Bei „Levensau“ ist sehr früh mit den Erdarbeiten begonnen worden. Auf der Strecke, in der von hier bis Knoop der neue Kanal den großen Bogen geradlinig abschneidet, den der alte Eiderkanal machte, hat man ein gutes und betuliches Bild des Kanalbettes in seiner ganzen Breite, das an einzelnen Stellen kaum meterweit entfernt an jetzt noch friedlich bewohnten, bald aber wohl abzubrechenden Bauernhäusern vorbeiführt. Mancher Baum hat fallen müssen – und noch manche werden ihm folgen, und wo in den Buchen auf gerundeten Höhen der Buchfink schlug, da werden unten im Grunde Panzerschiffe schnaufen. Schöner wird das ganze liebliche Gelände nicht werden durch den neuen Kanal, und man wird an ihm entlang an sonnigen Apriltagen keine Veilchen pflücken, wie früher an dem alten, der einem leise durch Gärten, Feld und Wald fließenden gewundenen Fluß glich. Das wird anders! – Aber es muß so sein!

--

## SCHRIFTLICHE AUFGABE 1
Beantworte anhand des Auszugs über den Kanalbau bei Levensau diese Fragen:
(a) An welchem Ort wurde sehr früh mit den Erdarbeiten begonnen?
(b) Welcher Vogel schlug in den Buchen auf den gerundeten Höhen?
(c) Was pflückte man früher an sonnigen Apriltagen entlang dem alten Kanal?

## Gesammelte Daten
--

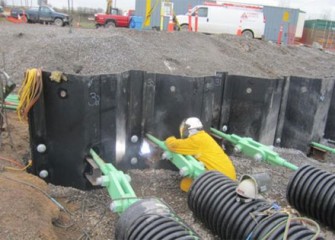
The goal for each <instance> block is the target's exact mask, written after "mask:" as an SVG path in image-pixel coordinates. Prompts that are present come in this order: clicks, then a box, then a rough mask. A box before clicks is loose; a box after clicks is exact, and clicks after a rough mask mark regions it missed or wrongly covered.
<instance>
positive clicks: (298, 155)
mask: <svg viewBox="0 0 335 240" xmlns="http://www.w3.org/2000/svg"><path fill="white" fill-rule="evenodd" d="M0 54H1V56H0V69H4V70H5V71H6V72H7V73H8V74H9V75H10V76H11V77H12V80H13V81H15V82H16V83H17V84H18V85H19V84H20V83H21V81H22V78H23V74H24V72H25V70H26V69H27V68H33V67H42V68H43V69H44V70H50V71H52V70H60V71H64V72H66V73H77V74H85V75H86V74H102V73H115V72H122V71H127V70H133V69H139V70H145V71H149V72H156V73H169V74H176V75H177V74H178V75H188V76H204V75H213V74H215V72H217V71H226V72H229V73H230V74H239V75H248V76H257V77H264V78H278V77H282V76H289V75H296V76H302V77H317V78H328V77H331V78H334V77H335V70H334V69H335V55H334V54H333V53H332V52H330V51H323V50H320V49H314V48H310V47H305V46H301V45H295V46H278V45H276V44H274V43H269V42H264V41H261V40H247V39H243V38H240V37H236V36H229V35H203V34H197V33H188V32H174V33H165V32H156V31H145V32H140V31H136V30H128V29H112V30H108V31H106V30H104V29H98V30H96V29H73V31H72V33H69V28H56V27H54V26H43V25H20V24H19V25H15V24H11V23H7V22H3V21H0ZM6 122H7V125H6V127H5V132H3V133H2V135H1V137H0V239H20V240H21V239H97V240H101V239H103V240H104V239H114V226H115V222H116V221H117V220H118V218H119V216H118V215H117V214H114V213H112V212H111V211H110V210H109V209H108V207H109V204H110V202H111V199H110V197H109V196H108V194H107V192H106V190H105V189H99V190H93V191H81V190H78V189H74V188H66V187H62V186H54V185H52V184H46V183H45V182H43V181H42V180H40V179H39V178H37V177H35V176H32V175H30V174H27V173H25V172H21V171H14V170H10V169H9V168H8V167H12V168H14V167H15V168H18V166H17V165H15V164H13V163H12V162H11V161H9V159H16V160H17V161H18V162H20V163H21V164H22V165H23V164H25V163H26V161H27V160H28V159H30V150H29V136H28V125H27V124H26V123H23V122H19V121H18V119H17V116H16V114H15V113H14V112H7V121H6ZM274 150H275V151H277V152H278V153H279V154H280V155H281V156H282V157H283V158H285V159H287V160H288V161H290V162H292V163H294V164H296V165H298V166H301V165H303V164H311V165H314V166H318V167H320V168H323V169H326V170H328V171H331V172H335V170H334V169H335V168H334V164H335V157H334V156H331V155H328V156H327V158H326V160H324V161H323V162H319V161H316V160H314V159H311V158H308V157H306V155H305V154H304V153H302V152H299V151H297V150H294V149H278V148H276V149H274ZM230 157H231V159H232V160H233V162H234V165H235V166H236V170H237V172H238V176H241V175H242V174H246V173H259V172H267V173H269V174H270V175H271V178H272V188H271V189H270V191H269V192H267V193H266V194H264V198H266V199H267V200H268V201H272V202H277V203H278V204H280V205H281V206H282V207H283V208H286V207H288V203H287V201H286V197H285V194H286V186H287V183H288V181H289V177H290V176H291V175H292V171H290V170H288V169H285V168H281V167H274V166H269V165H266V164H263V163H257V162H255V161H254V160H251V159H248V158H246V157H243V156H241V155H237V154H231V156H230ZM128 174H129V175H130V176H131V178H132V183H131V184H132V186H133V188H134V190H135V192H136V195H137V196H138V197H143V198H148V197H157V198H161V199H162V200H163V201H165V202H166V203H167V204H169V206H171V207H172V208H173V209H174V211H175V212H176V213H177V215H178V216H179V217H180V218H181V219H182V220H184V221H185V222H186V223H187V224H189V225H190V226H191V227H192V228H193V229H194V230H195V232H197V233H198V234H199V235H200V236H201V237H202V238H203V239H209V240H210V239H218V237H216V236H214V235H213V234H212V233H211V232H210V231H209V230H208V229H207V228H205V227H204V226H203V225H202V224H201V222H199V221H198V220H197V219H195V218H194V217H193V215H192V213H191V211H190V210H189V209H188V207H187V194H185V193H183V192H181V191H180V189H179V182H180V176H179V175H178V173H177V172H174V171H170V170H164V169H146V170H131V171H129V172H128ZM55 202H57V203H60V204H61V206H62V208H60V207H59V205H57V204H56V203H55ZM320 226H321V230H322V231H321V234H322V236H324V237H325V238H326V239H327V240H330V239H335V232H334V231H332V230H330V229H329V228H327V227H325V226H323V225H322V224H321V225H320Z"/></svg>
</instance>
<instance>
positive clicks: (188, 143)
mask: <svg viewBox="0 0 335 240" xmlns="http://www.w3.org/2000/svg"><path fill="white" fill-rule="evenodd" d="M165 144H166V146H167V148H168V149H169V150H170V151H171V152H175V153H180V154H183V155H195V154H197V153H198V151H199V146H198V145H197V144H195V143H194V140H193V139H192V138H186V139H177V138H175V137H169V138H167V139H166V140H165Z"/></svg>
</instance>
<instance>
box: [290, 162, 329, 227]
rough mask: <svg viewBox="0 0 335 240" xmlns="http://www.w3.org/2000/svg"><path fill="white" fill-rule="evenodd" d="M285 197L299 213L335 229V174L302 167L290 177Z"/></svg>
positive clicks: (324, 171) (314, 169) (300, 167)
mask: <svg viewBox="0 0 335 240" xmlns="http://www.w3.org/2000/svg"><path fill="white" fill-rule="evenodd" d="M286 197H287V201H288V202H289V203H290V204H291V205H292V206H293V207H294V208H295V209H297V210H298V211H300V212H301V213H304V214H306V215H307V216H309V217H312V218H314V219H316V220H318V221H320V222H321V223H323V224H325V225H327V226H329V227H331V228H332V229H335V174H332V173H329V172H327V171H325V170H322V169H318V168H316V167H313V166H310V165H305V166H302V167H300V168H299V169H298V170H297V171H296V172H295V174H294V175H293V176H292V177H291V179H290V181H289V184H288V186H287V192H286Z"/></svg>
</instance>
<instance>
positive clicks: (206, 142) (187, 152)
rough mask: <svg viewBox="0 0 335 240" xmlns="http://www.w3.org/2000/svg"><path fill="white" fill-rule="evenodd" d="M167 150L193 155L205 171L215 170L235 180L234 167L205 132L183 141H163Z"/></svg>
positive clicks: (212, 138) (219, 147)
mask: <svg viewBox="0 0 335 240" xmlns="http://www.w3.org/2000/svg"><path fill="white" fill-rule="evenodd" d="M165 144H166V146H167V147H168V149H169V150H170V151H172V152H175V153H180V154H183V155H193V156H194V157H195V158H196V159H197V160H199V161H201V162H202V163H203V164H204V165H205V167H206V169H207V170H216V171H219V172H221V173H223V174H224V175H226V176H227V177H229V178H231V179H232V180H236V172H235V167H234V165H233V163H232V161H231V160H230V159H229V157H228V156H227V154H225V152H224V151H223V149H222V148H221V147H220V146H219V145H218V144H217V143H216V142H215V140H214V139H213V138H212V137H211V136H210V135H209V134H208V133H206V132H205V131H199V132H198V133H196V134H194V135H191V136H190V137H188V138H185V139H176V138H175V137H169V138H167V139H166V141H165Z"/></svg>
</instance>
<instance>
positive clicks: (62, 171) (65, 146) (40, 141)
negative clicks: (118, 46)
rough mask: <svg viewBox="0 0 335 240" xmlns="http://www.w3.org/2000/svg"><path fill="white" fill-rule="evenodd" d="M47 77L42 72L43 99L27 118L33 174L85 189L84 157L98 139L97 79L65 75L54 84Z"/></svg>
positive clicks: (39, 100)
mask: <svg viewBox="0 0 335 240" xmlns="http://www.w3.org/2000/svg"><path fill="white" fill-rule="evenodd" d="M49 76H50V74H49V73H43V84H44V86H43V91H44V98H41V99H40V100H39V102H40V103H38V105H36V106H35V109H34V112H33V114H31V115H30V116H31V118H30V126H34V127H32V128H31V130H30V132H31V146H32V155H33V160H34V162H33V164H34V172H35V174H39V172H40V171H41V170H47V171H48V173H49V174H48V177H47V179H46V180H47V181H50V182H52V183H54V184H57V185H64V186H74V187H78V188H86V187H87V186H88V184H87V181H86V180H85V179H84V178H83V174H84V170H85V168H86V163H85V157H86V155H87V151H88V149H89V148H90V146H91V143H94V142H99V139H100V131H99V129H100V125H99V111H100V84H99V83H100V81H99V77H88V76H87V77H78V76H73V75H68V76H67V77H68V81H67V82H62V83H55V82H51V81H50V80H49ZM43 101H44V109H43V104H41V102H43ZM43 114H44V115H43ZM43 118H44V122H43ZM38 123H40V124H41V126H38V125H37V124H38ZM41 143H42V144H45V145H46V152H45V153H39V152H38V151H37V150H36V147H37V146H38V145H39V144H41Z"/></svg>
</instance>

--

## SCHRIFTLICHE AUFGABE 2
Führe jede Zeile der Auflistung auf, in der die Zeichenfolge „clicks“ vorkommt. Achte dabei auf Groß- und Kleinschreibung.

## ANTWORTFELD 1
(a) Bei „Levensau“.
(b) Der Buchfink.
(c) Veilchen.

## ANTWORTFELD 2
The goal for each <instance> block is the target's exact mask, written after "mask:" as an SVG path in image-pixel coordinates. Prompts that are present come in this order: clicks, then a box, then a rough mask. A box before clicks is loose; a box after clicks is exact, and clicks after a rough mask mark regions it missed or wrongly covered.
positive clicks: (298, 155)
positive clicks: (188, 143)
positive clicks: (324, 171) (314, 169) (300, 167)
positive clicks: (206, 142) (187, 152)
positive clicks: (212, 138) (219, 147)
positive clicks: (62, 171) (65, 146) (40, 141)
negative clicks: (118, 46)
positive clicks: (39, 100)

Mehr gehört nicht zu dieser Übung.